DIRECTIONS —
When you reach the entries, transcribe each one exactly.
(GIVEN DATA)
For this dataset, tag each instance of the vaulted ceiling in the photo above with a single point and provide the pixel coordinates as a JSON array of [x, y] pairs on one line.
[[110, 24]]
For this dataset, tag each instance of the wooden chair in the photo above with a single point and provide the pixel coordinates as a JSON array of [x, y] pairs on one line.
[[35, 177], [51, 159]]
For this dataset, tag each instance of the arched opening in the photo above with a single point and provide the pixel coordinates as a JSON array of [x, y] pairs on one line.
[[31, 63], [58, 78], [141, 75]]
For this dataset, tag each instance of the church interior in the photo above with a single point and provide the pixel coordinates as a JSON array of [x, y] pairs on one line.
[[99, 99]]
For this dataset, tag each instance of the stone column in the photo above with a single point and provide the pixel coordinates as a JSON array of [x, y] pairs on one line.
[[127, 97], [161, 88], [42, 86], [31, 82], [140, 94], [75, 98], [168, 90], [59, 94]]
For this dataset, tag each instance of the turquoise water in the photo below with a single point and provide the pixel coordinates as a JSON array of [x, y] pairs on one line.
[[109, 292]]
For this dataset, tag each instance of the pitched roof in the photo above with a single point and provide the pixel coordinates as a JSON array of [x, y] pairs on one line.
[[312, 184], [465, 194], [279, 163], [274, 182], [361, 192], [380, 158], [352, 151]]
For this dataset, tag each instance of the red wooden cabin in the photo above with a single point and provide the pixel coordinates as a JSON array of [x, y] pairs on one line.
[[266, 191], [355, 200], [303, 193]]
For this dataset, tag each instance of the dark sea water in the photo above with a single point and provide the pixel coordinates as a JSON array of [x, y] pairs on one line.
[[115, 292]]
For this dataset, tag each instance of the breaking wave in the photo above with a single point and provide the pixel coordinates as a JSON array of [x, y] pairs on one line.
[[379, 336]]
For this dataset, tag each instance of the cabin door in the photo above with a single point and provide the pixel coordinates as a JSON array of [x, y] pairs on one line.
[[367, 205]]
(End GIVEN DATA)
ANSWER BOX —
For this dataset, tag each instance of the vaulted ceiling in the photo above with a single point and provide the pixel coordinates as a JSON array of [x, y] pairs on one line.
[[110, 24]]
For this dataset, tag each instance of the wooden chair in the photo above with a single point and provide the pixel coordinates as a JSON array of [x, y] pairs on one line.
[[35, 177], [51, 159]]
For this dataset, tag each instance of the arched opening in the photo above with a single point and provide the pixel coordinates as a JSON array of [x, y] pairs on one line.
[[31, 63], [58, 78], [141, 75]]
For this dataset, tag each instance of the church interior in the photo above with a single point and provide the pixel coordinates as a JSON array of [x, y] pairs on one line.
[[99, 99]]
For this dataset, tag each instance of the stone column in the photo above with a single point and provide the pixel coordinates as a JSON array of [x, y] pairs on one line.
[[127, 97], [161, 88], [42, 86], [31, 82], [140, 94], [75, 98], [168, 90], [59, 94]]
For this dataset, tag each instance of the turquoise water in the photo below with a single point and provide the pixel coordinates as a JSON array of [x, y] pairs on one line.
[[109, 292]]
For this dataset, tag each instance of the pitched roof in the photo above with a single point and provide the pixel coordinates as a JSON array of [x, y] pairs on one line.
[[312, 184], [465, 194], [279, 163], [274, 182], [361, 192], [380, 158], [352, 151]]
For this dataset, tag each instance of the red wooden cabin in the photo above with a single point and provide the pixel coordinates as a JSON array of [x, y] pairs on one line.
[[266, 191], [355, 200], [303, 193]]
For this dataset, tag each instance of the dark sea water in the photo above with a single point and provide the pixel coordinates as a JSON array of [x, y] pairs on one line.
[[115, 292]]
For this dataset, tag each instance of the breaking wave in the photo above with a single point and provide the pixel coordinates as a JSON array of [x, y] pairs on one line.
[[379, 336]]
For this dataset, tag each instance of the cabin door in the photo above with a single point and provide the pixel coordinates as a JSON array of [x, y] pairs on one line.
[[367, 205]]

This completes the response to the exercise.